Problems and tasks ::
(a) In the passage below on the Coalition of Immokalee Workers, approximately how many members does the organization have?
(b) Say whether each statement agrees with the passage below on the Coalition of Immokalee Workers: (i) farm workers are excluded from overtime pay; (ii) most CIW members work in the apple harvest; (iii) CIW members travel along the West Coast following the harvest. Answer yes or no for each, quoting the deciding words of the passage.
(c) Extend the passage below on the Coalition of Immokalee Workers beyond its last sentence.

(Text block begins)

In the latest issue of Food, Nutrition and Science, how is the Coalition of Immokalee Workers fighting to making a difference in farm worker poverty, and how much or little will it cost retailers?
Farm labor remains among the worst paid, least protected jobs in the country. With few or no benefits, hard, back breaking work, and no job security, farm workers barely make $12,000 a year, and are excluded from overtime pay and collective bargaining. And this is something that the Coalition of Immokalee Workers (CIW) is working unrelentingly to change.
The CIW is a community-based organization of mainly Latino, Mayan Indian and Haitian immigrants working in low-wage jobs throughout the state of Florida. The majority of their approximately 5,000 members work for large agricultural corporations in the tomato and citrus harvests and travel along the entire East Coast following the harvest in season. They are calling their movement the “Campaign for Fair Food,” and it begins with a simple premise: diagnose what makes farmworkers poor, and redirect those forces in ways that reduces farmworker poverty.
At the heart of the matter is the volume purchasing practices of today’s retail food giants, which create downward pressure on produce prices at the farm level. Grocers are able to provide produce at cheaper amounts for their customers, but this means that farmworkers earn lower wages. Big grocers compete to raise their profits by keeping prices low and bringing customers in. As a result, the CIW says that the nation’s two to three million farmworkers ultimately pay the price.

(Text block ends)
(Provided records begins)

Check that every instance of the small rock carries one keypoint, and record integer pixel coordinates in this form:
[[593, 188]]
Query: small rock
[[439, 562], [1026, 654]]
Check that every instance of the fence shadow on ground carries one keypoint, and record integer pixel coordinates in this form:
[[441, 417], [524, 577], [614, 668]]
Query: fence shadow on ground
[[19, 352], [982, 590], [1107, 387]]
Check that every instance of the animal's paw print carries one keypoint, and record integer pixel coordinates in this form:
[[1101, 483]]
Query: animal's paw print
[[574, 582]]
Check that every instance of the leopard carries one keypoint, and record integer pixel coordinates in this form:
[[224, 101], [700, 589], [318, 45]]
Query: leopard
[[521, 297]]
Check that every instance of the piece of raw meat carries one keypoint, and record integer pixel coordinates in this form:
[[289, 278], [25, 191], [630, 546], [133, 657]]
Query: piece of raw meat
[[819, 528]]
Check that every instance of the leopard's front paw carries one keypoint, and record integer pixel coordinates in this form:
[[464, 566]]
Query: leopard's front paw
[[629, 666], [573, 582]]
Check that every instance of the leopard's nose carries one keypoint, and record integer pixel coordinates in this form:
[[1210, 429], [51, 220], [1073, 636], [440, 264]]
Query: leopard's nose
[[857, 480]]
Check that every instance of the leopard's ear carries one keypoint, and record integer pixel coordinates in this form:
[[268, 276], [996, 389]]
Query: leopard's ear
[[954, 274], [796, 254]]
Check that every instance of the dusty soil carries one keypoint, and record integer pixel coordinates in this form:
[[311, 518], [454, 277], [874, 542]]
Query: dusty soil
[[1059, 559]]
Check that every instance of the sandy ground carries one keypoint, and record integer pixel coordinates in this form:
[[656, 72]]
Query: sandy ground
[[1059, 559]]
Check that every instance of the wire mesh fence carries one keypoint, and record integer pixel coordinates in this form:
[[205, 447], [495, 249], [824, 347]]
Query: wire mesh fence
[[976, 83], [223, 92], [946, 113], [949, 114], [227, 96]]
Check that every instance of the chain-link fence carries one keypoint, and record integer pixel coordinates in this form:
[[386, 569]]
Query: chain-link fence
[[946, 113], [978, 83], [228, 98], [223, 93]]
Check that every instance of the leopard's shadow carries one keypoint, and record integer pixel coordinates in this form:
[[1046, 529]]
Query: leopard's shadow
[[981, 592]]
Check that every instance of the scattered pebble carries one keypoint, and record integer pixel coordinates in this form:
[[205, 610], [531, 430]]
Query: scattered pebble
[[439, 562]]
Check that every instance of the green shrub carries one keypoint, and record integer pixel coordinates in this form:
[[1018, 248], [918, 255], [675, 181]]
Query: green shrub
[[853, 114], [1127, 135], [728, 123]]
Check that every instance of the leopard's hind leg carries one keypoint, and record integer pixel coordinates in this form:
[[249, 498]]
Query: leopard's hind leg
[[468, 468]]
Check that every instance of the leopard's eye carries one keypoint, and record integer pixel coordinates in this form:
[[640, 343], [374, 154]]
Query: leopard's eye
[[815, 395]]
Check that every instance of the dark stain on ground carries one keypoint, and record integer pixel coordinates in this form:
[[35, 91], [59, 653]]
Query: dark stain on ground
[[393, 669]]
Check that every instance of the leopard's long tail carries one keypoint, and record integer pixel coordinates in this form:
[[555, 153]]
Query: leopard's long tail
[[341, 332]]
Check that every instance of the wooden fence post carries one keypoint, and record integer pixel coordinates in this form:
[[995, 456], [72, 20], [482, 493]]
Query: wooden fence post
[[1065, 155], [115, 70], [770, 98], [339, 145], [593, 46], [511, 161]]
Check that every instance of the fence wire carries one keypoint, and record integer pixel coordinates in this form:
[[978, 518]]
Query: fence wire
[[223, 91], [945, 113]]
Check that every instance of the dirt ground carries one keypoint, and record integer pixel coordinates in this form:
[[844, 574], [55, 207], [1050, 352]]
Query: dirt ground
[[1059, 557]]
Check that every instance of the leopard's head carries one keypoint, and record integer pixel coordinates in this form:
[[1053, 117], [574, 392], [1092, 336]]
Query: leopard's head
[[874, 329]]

(Provided records ends)

Exercise responses ::
(a) Approximately 5,000.

(b)
(i) Yes: "are excluded from overtime pay and collective bargaining"
(ii) No: "in the tomato and citrus harvests"
(iii) No: "travel along the entire East Coast following the harvest in season"

(c)
“We started to ask the economist's question of ‘Why’ – Why are farmworkers poor? And once we started to ask that question, we began to see past the farm gate, beyond the immediate conflict, and the problem took on a new dimension. We began to see not only that that the consolidation and volume purchasing practices in the food industry were directly perpetuating farmworker poverty, but also how just a small change in prices at the top of the food industry could reverse this process of impoverishment and bring about a huge change at the bottom, in communities like Immokalee. And it was with this new understanding that we launched the Campaign for Fair Food,” says Gerardo Reyes, member of the CIW.
According to CIW, the retail food giants today – companies like, but not limited to Kroger, Ahold USA, and Publix – buy tens of millions of pounds of tomatoes a year. At those historically unprecedented volumes, they are buying an ever-bigger share of any single grower’s production and are therefore able to leverage that tremendous market power to demand ever-lower prices from their suppliers. Yet those suppliers, at the same time, are faced with rising input costs for diesel fuel, tractors, land, and pesticides. Caught in this cost/price squeeze, the only place growers can turn to maintain shrinking margins is to labor.
“It isn't that the retail chains set out to impoverish farmworkers. It's just that in the regular course of competing against each other for market dominance, they fight for the lowest prices possible from their suppliers,” says Reyes.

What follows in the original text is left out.